▶ REQUIREMENT A:
List the core areas of information retrieval research that, according to the passage about the SIGIR community, attendees discussed open problems in at the 2018 meeting.
▶ REQUIREMENT B:
Answer these questions from the passage about the SIGIR community, giving each answer on its own line with the matching mark.
(i) How often do SIGIR members gather to discuss new problems on the horizon of information retrieval research?
(ii) Which groups organized SIGIR events aimed at broadening the diversity of attendees' backgrounds?
(iii) Which metric does the writer argue may not be the right one for the community?
▶ REQUIREMENT C:
Extend the passage about the SIGIR community beyond its final sentence.

▶ TEXT BLOCK:
↓↓↓

While there is substantial overlap between SIGIR and CHIIR in topic, there exist methodological differences (e.g. “deep”, “neural”, “graph” vs “(user) study”, “taxonomy”) and foci (e.g. “recommendation”, “ranking” vs “cognitive”, “behavior”). And, although I would not say that CHIIR members have been pushed out of the main technical conference, conversations focused on the cognitive aspects of how people seek, consume, and share information have been de-emphasized.

That said, the community has put some effort into broadening the diversity of background of attendees, with SIGIR events organized by Women in IR, the SIGIR DEI chairs, and Queer in AI.

The Future

Every 6–8 years, SIGIR members gather to discuss new problems on the horizon of information retrieval research (2004, 2012, 2018). At the 2018 meeting, attendees discussed open problems in core areas of algorithm design, evaluation, efficiency, and user understanding (SWIRL 2018 Report). In addition to these core areas, the emerging area of responsibility and safety was discussed and expanded upon in the SIGIR Workshop on Fairness, Accountability, Confidentiality, Transparency, and Safety in Information Retrieval (FACTS-IR).

Relevant to the question of community, the report for the FACTS-IR workshop points out that SIGIR should consider broadening to include voices from the social sciences and policy,

Fairness-aware measures are inherently related to the definition of fairness, which is acknowledged to be a multidisciplinary problem. Different parties will need to be involved in the process of identifying different definitions of fairness and making those definitions operational through computable measurements. We envisage collaborations between computer scientists, policymakers, social scientists, and lawyers, among others, to overcome this challenge.

It’s important to note that understanding and quantifying ill-defined and abstract concepts like “relevance” was, for the SIGIR community, a multidisciplinary endeavor. So, the spirit of bringing other perspectives into conversations about information access should be in the DNA of SIGIR.

Submission counts revisited

One reason for presenting this reflection on community is to argue that perhaps the right metric for the community is not number of submissions. After all, we could game that metric by sacrificing the diversity that makes SIGIR special and over-representing highly active sub-fields (e.g. deep learning, AI) and perhaps look more like KDD and perhaps that’s what is happening already.

↑↑↑

▶ RAW DATA:
↓↓↓

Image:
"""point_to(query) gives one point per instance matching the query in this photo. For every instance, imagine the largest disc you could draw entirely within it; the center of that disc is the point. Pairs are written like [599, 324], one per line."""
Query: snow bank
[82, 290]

↑↑↑

▶ EXERCISE OUTPUT A:
- Algorithm design
- Evaluation
- Efficiency
- User understanding

▶ EXERCISE OUTPUT B:
(i) Every 6–8 years.
(ii) Women in IR, the SIGIR DEI chairs, and Queer in AI.
(iii) The number of submissions.

▶ EXERCISE OUTPUT C:
A different way is for SIGIR, as a community, to align on core motivations (e.g. “the understanding, design, and evaluation of tools for supporting how people access information”) and measure progress toward that goal. Of course, this may include identifying how we make progress (e.g. “who is participating?”, “how do we work together?”). Much of this has been implicit so far for SIGIR.

Moreover, we should ask ourselves, “would we be OK if we had half the submissions but more robust conversation across more sub-disciplines?”

In conclusion, given the cursory evidence here, in contrast on my position five years ago, I am concerned about the community. Not because the number of submissions should be recovered, but because the diversity and robustness of discourse should be.

There was a nice point in the panel on the nature of community and how it emerges. I wanted to comment on it here but it didn’t really fit into the thoughts above.

There’s an argument that being open about what the community studies is in friction with a bottom-up, emergent research community. The core motivation of SIGIR is the interaction of members from different backgrounds. This laissez faire approach feels attractive, but can hurt disciplinary and other diversity in a few ways. Unfortunately, there is still gatekeeping through reviewing and members of the community (or prospective members) can be excluded through that process. Dominant groups can control what is published and who feels welcome to engage in the SIGIR dialog. Further, the shared goals of SIGIR do exist, even if they are implicit. It would be very strange if the entire community (or enough of it) decided one day to shift focus to studying Invasive Rats. Unfortunately, when things are implicit they can also disguise favoritism and bias.